Top of DOCUMENT SEGMENT
The NFL has informed PFT that it has no comment about the allegation made by former Vikings offensive lineman Artis Hicks in the new Brett Favre biography from Jeff Pearlman. (The Vikings have denied the allegations, as has former Vikings head coach Brad Childress.)

Despite the league’s official silence, a full-blown investigation would be a surprise. The league showed no inclination to investigate claims of other bounty programs that emerged in 2012, after the Saints were whacked for allegedly offering cash to players for incapacitating opponents in games like the 2009 NFC championship, against Favre and the Vikings.

Various other players claimed that former Saints defensive coordinator Gregg Williams used a bounty program at his past stops, which included Washington, Buffalo, and Tennessee. Faced with a rabbit hole that could have displayed a more widespread cultural phenomenon, the league instead plugged it with cement, hammered the Saints, and scared everyone else straight.

And for good reason. Faced with then-mushrooming concussion litigation, the last thing the league needed was proof that more if not most if not all teams offered a reward for knocking a player out, perhaps in more ways than one.

Of course, now that the concussion litigation is settled (almost), perhaps the league could choose to make an example out of the Vikings, in the same way it chose to make an example out of the Saints.

Ultimately, isn’t that what these issues always come back to? The league, arm with the ability to investigate and discipline most if not all teams for potential violations ranging from the real to the ridiculous to the sublime, can and will do whatever it wants, whenever it wants.

Given the mere passage of time, it would be a surprise if the league decides to reach back seven years for proof of a bounty program in Minnesota when it opted to apply tunnel vision at the time these accounts emerged. Regardless, if the league decides that it wants to pursue this matter aggressively, it can and, as recent history tells us, it will.
Bottom of DOCUMENT SEGMENT
Top of RAW DATA
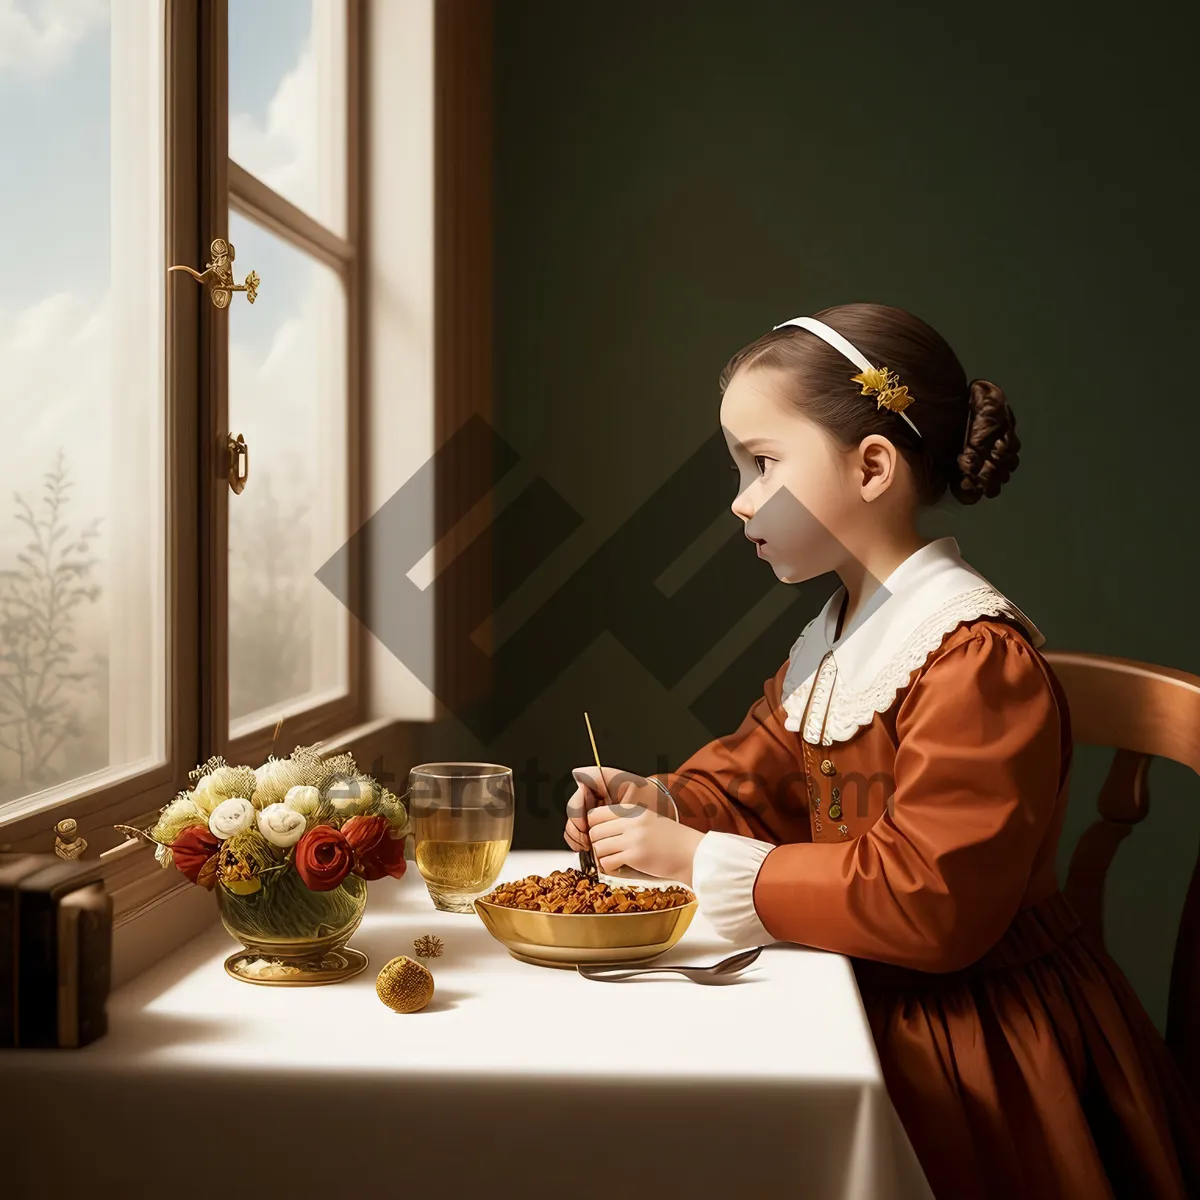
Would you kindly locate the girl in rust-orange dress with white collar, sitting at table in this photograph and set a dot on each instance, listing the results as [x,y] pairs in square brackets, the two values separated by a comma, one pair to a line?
Bottom of RAW DATA
Top of RAW DATA
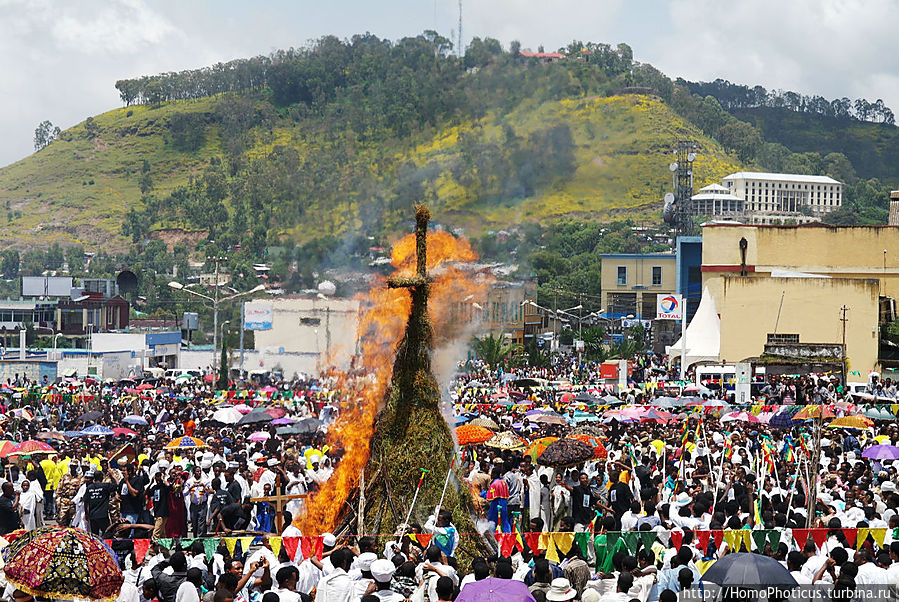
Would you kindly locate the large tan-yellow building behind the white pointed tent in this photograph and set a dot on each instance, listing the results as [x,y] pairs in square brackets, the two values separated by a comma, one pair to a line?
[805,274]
Bottom of RAW DATA
EXERCISE 1 =
List every person named in the NFL bounty article, with each name given once.
EXERCISE 2 =
Please print the NFL bounty article from "Given the mere" up to and including "us, it will.", word for word.

ANSWER AREA 1 =
Artis Hicks
Brett Favre
Jeff Pearlman
Brad Childress
Gregg Williams

ANSWER AREA 2 =
Given the mere passage of time, it would be a surprise if the league decides to reach back seven years for proof of a bounty program in Minnesota when it opted to apply tunnel vision at the time these accounts emerged. Regardless, if the league decides that it wants to pursue this matter aggressively, it can and, as recent history tells us, it will.